* **Excerpt to read**:
▬▬▬
TSMC Revenue Surges 35% to Record High as AI Chip Demand Accelerates
TSMC has posted another record-breaking quarter, highlighting its critical position at the center of the global AI boom. The world’s largest contract chipmaker reported revenue of 1.13 trillion New Taiwan dollars ($35.6 billion) for the first quarter, exceeding market expectations and marking a 35% increase compared to the same period last year.
The strong performance was largely fueled by robust demand for advanced semiconductors used in artificial intelligence applications. Key customers such as Apple and Nvidia continue to rely heavily on TSMC’s cutting-edge manufacturing capabilities to power next-generation devices and AI systems.
March alone saw an even sharper increase, with revenue jumping over 45% year-on-year. Analysts attribute this growth not only to volume demand but also to higher pricing for advanced chips, which has helped boost margins and overall profitability.
While traditional end markets like smartphones and personal computers have faced headwinds due to supply constraints and weaker demand, the AI segment has more than compensated. The surge in investments into data centers, machine learning models and cloud infrastructure has created sustained momentum for TSMC’s high-performance chips.
The company’s strategic advantage lies in its ability to produce the most advanced semiconductors at scale — a capability shared by only a handful of global players. Competitors such as Samsung and Intel are also vying for market share, but much of the world’s leading-edge chip production still flows through TSMC.
▬▬▬
* **Task 1**:
Reproduce the TSMC revenue article from "TSMC Revenue Surges" to "and AI systems.".
* **Task 2**:
Which two competitors does the TSMC revenue article name as vying for market share?
* **Task 3**:
Resume the TSMC revenue article after its final sentence.
▬▬▬
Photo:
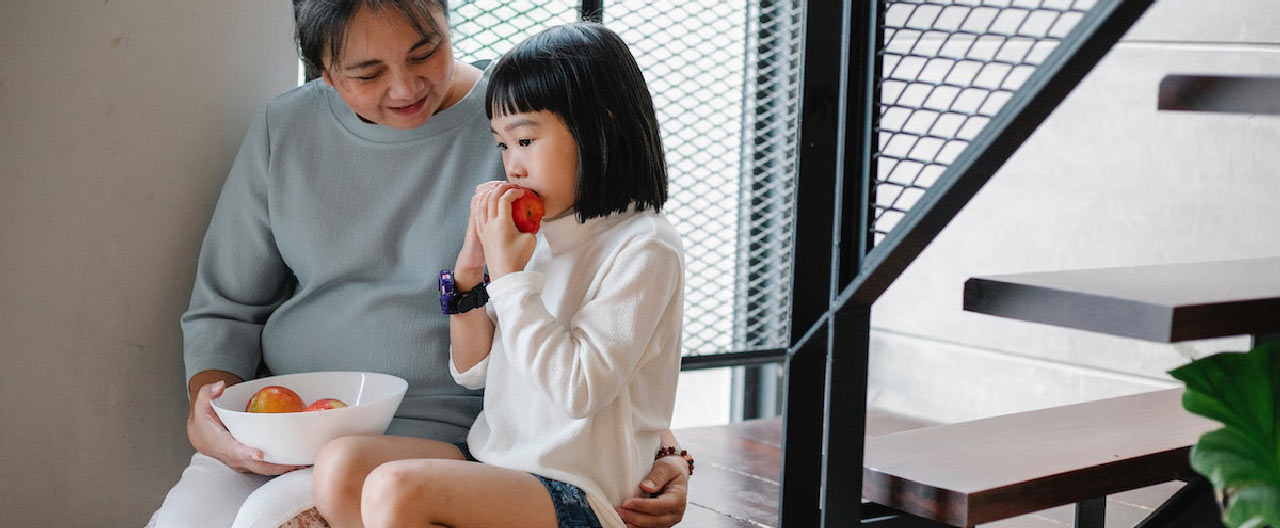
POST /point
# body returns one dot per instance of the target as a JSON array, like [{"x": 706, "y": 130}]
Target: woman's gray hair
[{"x": 321, "y": 24}]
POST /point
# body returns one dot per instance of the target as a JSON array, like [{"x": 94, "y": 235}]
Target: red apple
[
  {"x": 528, "y": 212},
  {"x": 325, "y": 404},
  {"x": 274, "y": 400}
]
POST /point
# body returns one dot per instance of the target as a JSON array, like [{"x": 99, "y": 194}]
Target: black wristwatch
[{"x": 453, "y": 303}]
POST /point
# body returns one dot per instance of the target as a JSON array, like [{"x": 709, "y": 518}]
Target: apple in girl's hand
[
  {"x": 528, "y": 212},
  {"x": 274, "y": 399},
  {"x": 325, "y": 404}
]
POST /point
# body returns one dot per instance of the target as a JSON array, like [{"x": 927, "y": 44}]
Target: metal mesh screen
[
  {"x": 483, "y": 30},
  {"x": 949, "y": 67},
  {"x": 725, "y": 80}
]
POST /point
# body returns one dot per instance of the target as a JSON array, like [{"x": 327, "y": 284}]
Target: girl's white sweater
[{"x": 581, "y": 376}]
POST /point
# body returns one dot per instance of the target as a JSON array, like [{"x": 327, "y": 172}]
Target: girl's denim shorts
[{"x": 571, "y": 506}]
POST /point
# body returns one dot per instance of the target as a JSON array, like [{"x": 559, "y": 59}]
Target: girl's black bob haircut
[
  {"x": 585, "y": 74},
  {"x": 321, "y": 24}
]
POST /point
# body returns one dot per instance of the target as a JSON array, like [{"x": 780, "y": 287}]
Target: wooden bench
[{"x": 978, "y": 472}]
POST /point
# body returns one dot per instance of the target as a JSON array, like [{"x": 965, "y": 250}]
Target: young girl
[{"x": 579, "y": 340}]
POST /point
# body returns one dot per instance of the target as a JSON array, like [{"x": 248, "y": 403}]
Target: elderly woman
[{"x": 346, "y": 196}]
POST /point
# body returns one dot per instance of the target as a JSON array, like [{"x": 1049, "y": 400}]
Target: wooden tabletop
[
  {"x": 996, "y": 468},
  {"x": 1155, "y": 303}
]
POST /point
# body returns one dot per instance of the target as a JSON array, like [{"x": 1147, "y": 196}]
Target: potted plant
[{"x": 1242, "y": 459}]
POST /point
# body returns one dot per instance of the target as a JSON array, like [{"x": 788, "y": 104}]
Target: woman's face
[{"x": 391, "y": 74}]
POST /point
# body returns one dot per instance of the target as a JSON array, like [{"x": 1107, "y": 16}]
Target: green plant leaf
[{"x": 1242, "y": 459}]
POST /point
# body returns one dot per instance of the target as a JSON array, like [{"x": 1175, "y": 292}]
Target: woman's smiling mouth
[{"x": 410, "y": 110}]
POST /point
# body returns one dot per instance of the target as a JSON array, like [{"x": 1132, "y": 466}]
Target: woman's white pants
[{"x": 213, "y": 495}]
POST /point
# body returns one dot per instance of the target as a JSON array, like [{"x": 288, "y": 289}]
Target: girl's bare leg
[
  {"x": 455, "y": 494},
  {"x": 342, "y": 465}
]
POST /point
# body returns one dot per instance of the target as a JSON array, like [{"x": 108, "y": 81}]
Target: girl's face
[
  {"x": 539, "y": 153},
  {"x": 391, "y": 74}
]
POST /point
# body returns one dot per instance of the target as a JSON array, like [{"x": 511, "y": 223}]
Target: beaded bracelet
[{"x": 671, "y": 451}]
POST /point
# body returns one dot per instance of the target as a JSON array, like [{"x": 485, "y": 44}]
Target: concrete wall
[
  {"x": 119, "y": 123},
  {"x": 1106, "y": 181}
]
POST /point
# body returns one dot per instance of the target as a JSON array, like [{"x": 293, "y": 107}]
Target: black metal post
[
  {"x": 821, "y": 146},
  {"x": 848, "y": 354},
  {"x": 1091, "y": 513}
]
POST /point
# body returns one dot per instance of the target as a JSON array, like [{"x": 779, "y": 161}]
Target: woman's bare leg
[
  {"x": 455, "y": 494},
  {"x": 342, "y": 465}
]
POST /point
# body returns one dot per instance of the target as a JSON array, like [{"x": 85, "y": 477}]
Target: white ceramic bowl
[{"x": 297, "y": 437}]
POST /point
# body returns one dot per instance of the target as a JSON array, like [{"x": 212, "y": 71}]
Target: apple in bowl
[{"x": 296, "y": 437}]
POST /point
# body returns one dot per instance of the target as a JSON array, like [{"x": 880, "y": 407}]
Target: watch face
[{"x": 447, "y": 286}]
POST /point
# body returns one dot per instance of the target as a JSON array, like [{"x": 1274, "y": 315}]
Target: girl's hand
[
  {"x": 210, "y": 437},
  {"x": 469, "y": 268},
  {"x": 506, "y": 249},
  {"x": 668, "y": 478}
]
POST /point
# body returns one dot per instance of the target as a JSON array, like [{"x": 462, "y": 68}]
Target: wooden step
[
  {"x": 1165, "y": 303},
  {"x": 978, "y": 472}
]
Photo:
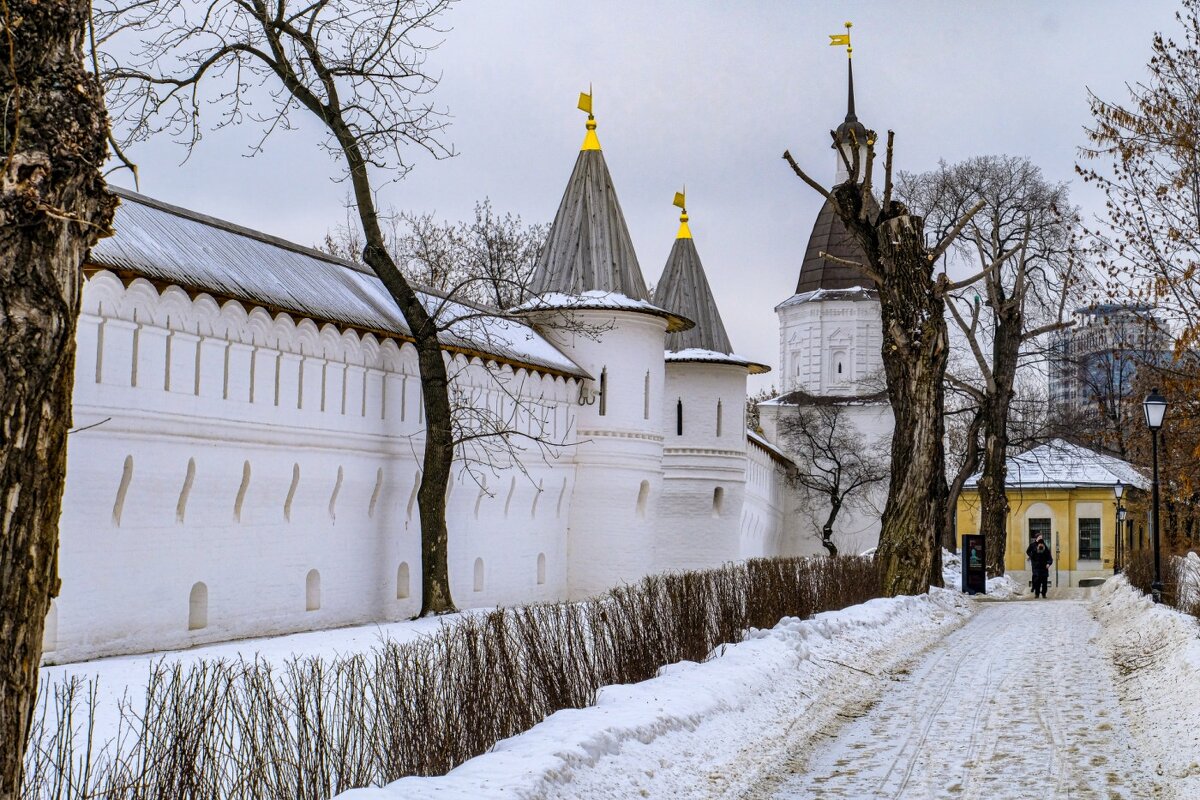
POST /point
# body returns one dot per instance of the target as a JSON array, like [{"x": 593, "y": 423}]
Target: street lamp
[
  {"x": 1117, "y": 491},
  {"x": 1155, "y": 405}
]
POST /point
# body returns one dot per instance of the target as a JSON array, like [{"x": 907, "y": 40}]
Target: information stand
[{"x": 975, "y": 572}]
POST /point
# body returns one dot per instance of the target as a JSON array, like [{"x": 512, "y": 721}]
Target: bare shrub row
[
  {"x": 1179, "y": 582},
  {"x": 313, "y": 727}
]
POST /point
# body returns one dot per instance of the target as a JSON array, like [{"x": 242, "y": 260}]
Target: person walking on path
[{"x": 1039, "y": 557}]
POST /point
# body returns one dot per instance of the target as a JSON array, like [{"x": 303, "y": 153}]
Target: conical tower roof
[
  {"x": 589, "y": 248},
  {"x": 829, "y": 235},
  {"x": 684, "y": 290}
]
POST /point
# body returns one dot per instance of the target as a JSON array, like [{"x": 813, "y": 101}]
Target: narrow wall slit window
[
  {"x": 646, "y": 397},
  {"x": 604, "y": 391}
]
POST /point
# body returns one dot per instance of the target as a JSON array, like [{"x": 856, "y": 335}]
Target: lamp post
[
  {"x": 1121, "y": 527},
  {"x": 1117, "y": 491},
  {"x": 1155, "y": 405}
]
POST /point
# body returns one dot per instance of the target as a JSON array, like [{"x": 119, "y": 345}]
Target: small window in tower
[
  {"x": 604, "y": 391},
  {"x": 646, "y": 397}
]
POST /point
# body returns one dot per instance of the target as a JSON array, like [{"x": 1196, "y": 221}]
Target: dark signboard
[{"x": 975, "y": 573}]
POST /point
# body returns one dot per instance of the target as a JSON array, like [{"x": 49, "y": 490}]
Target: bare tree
[
  {"x": 53, "y": 208},
  {"x": 487, "y": 260},
  {"x": 1021, "y": 242},
  {"x": 916, "y": 349},
  {"x": 358, "y": 67},
  {"x": 832, "y": 463}
]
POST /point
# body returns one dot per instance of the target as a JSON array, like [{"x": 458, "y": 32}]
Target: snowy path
[{"x": 1018, "y": 703}]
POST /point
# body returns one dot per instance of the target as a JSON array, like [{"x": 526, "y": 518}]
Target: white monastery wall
[
  {"x": 250, "y": 475},
  {"x": 619, "y": 457},
  {"x": 762, "y": 529}
]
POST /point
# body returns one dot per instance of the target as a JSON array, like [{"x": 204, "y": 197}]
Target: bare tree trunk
[
  {"x": 970, "y": 464},
  {"x": 827, "y": 529},
  {"x": 915, "y": 356},
  {"x": 993, "y": 498},
  {"x": 53, "y": 208}
]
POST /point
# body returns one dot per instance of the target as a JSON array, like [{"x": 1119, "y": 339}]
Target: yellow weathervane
[
  {"x": 591, "y": 142},
  {"x": 681, "y": 202},
  {"x": 843, "y": 40}
]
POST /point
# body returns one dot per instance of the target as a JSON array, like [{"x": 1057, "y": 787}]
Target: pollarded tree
[
  {"x": 53, "y": 208},
  {"x": 1023, "y": 242},
  {"x": 358, "y": 68},
  {"x": 832, "y": 464},
  {"x": 916, "y": 349}
]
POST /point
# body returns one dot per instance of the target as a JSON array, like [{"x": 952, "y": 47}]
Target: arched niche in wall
[
  {"x": 198, "y": 607},
  {"x": 312, "y": 590},
  {"x": 402, "y": 582}
]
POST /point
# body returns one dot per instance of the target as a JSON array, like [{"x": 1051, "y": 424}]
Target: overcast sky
[{"x": 706, "y": 94}]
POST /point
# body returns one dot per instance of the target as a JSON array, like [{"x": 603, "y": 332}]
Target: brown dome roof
[{"x": 829, "y": 236}]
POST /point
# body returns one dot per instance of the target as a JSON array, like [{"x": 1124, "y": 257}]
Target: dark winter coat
[{"x": 1039, "y": 557}]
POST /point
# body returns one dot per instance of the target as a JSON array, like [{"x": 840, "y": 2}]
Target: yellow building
[{"x": 1067, "y": 493}]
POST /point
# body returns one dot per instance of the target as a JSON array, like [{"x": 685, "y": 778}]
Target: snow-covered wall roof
[
  {"x": 171, "y": 245},
  {"x": 1061, "y": 464}
]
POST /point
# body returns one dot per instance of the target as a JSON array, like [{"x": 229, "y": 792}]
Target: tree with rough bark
[
  {"x": 916, "y": 348},
  {"x": 1144, "y": 154},
  {"x": 1023, "y": 244},
  {"x": 359, "y": 67},
  {"x": 53, "y": 208},
  {"x": 833, "y": 467}
]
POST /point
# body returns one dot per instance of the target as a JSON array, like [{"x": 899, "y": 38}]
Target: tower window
[{"x": 604, "y": 391}]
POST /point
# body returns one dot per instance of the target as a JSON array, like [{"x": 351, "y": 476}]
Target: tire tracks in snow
[{"x": 1018, "y": 703}]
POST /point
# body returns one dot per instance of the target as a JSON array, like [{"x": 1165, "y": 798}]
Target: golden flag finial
[
  {"x": 681, "y": 202},
  {"x": 843, "y": 40},
  {"x": 591, "y": 142}
]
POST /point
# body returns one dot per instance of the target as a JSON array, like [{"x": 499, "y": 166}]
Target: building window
[
  {"x": 198, "y": 607},
  {"x": 1039, "y": 525},
  {"x": 1089, "y": 540}
]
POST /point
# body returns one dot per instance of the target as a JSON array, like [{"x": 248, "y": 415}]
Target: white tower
[
  {"x": 705, "y": 443},
  {"x": 594, "y": 306}
]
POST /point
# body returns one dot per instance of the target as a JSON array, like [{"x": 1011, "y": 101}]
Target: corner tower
[
  {"x": 592, "y": 304},
  {"x": 705, "y": 437},
  {"x": 829, "y": 331}
]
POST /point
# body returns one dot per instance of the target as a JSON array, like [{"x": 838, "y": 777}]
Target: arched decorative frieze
[
  {"x": 261, "y": 328},
  {"x": 331, "y": 346},
  {"x": 307, "y": 338},
  {"x": 142, "y": 305},
  {"x": 174, "y": 311}
]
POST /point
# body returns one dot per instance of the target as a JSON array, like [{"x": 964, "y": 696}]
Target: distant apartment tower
[{"x": 1095, "y": 362}]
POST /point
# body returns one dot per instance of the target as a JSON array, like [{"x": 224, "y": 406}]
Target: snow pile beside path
[
  {"x": 705, "y": 728},
  {"x": 1157, "y": 651},
  {"x": 1001, "y": 588}
]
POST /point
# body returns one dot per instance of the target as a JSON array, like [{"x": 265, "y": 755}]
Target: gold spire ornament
[
  {"x": 591, "y": 142},
  {"x": 681, "y": 202},
  {"x": 843, "y": 40}
]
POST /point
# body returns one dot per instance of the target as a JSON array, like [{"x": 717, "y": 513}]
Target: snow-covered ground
[
  {"x": 711, "y": 729},
  {"x": 939, "y": 696}
]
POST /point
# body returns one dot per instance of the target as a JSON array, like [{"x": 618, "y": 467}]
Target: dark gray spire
[
  {"x": 851, "y": 121},
  {"x": 684, "y": 290},
  {"x": 588, "y": 247}
]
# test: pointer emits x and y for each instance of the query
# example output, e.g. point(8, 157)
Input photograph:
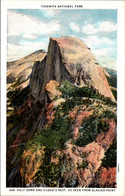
▬▬▬
* **Result 1**:
TSMC Revenue Surges 35% to Record High as AI Chip Demand Accelerates
TSMC has posted another record-breaking quarter, highlighting its critical position at the center of the global AI boom. The world’s largest contract chipmaker reported revenue of 1.13 trillion New Taiwan dollars ($35.6 billion) for the first quarter, exceeding market expectations and marking a 35% increase compared to the same period last year.
The strong performance was largely fueled by robust demand for advanced semiconductors used in artificial intelligence applications. Key customers such as Apple and Nvidia continue to rely heavily on TSMC’s cutting-edge manufacturing capabilities to power next-generation devices and AI systems.

* **Result 2**:
Samsung and Intel.

* **Result 3**:
Adding to demand, an increasing number of companies are designing their own chips, from tech giants like Google to emerging AI firms such as Anthropic. This trend is expected to further reinforce TSMC’s role as the primary manufacturing partner for advanced semiconductors.
Looking ahead, investors will be closely watching upcoming earnings from ASML, whose chipmaking machines are essential to TSMC’s production capabilities. Meanwhile, geopolitical tensions — particularly in the Middle East — remain a potential risk factor for supply chains and global demand.
Despite these uncertainties, TSMC’s latest results underscore a clear trend: as artificial intelligence continues to reshape industries, the demand for high-performance chips is not only resilient but accelerating — and TSMC remains at the heart of that transformation.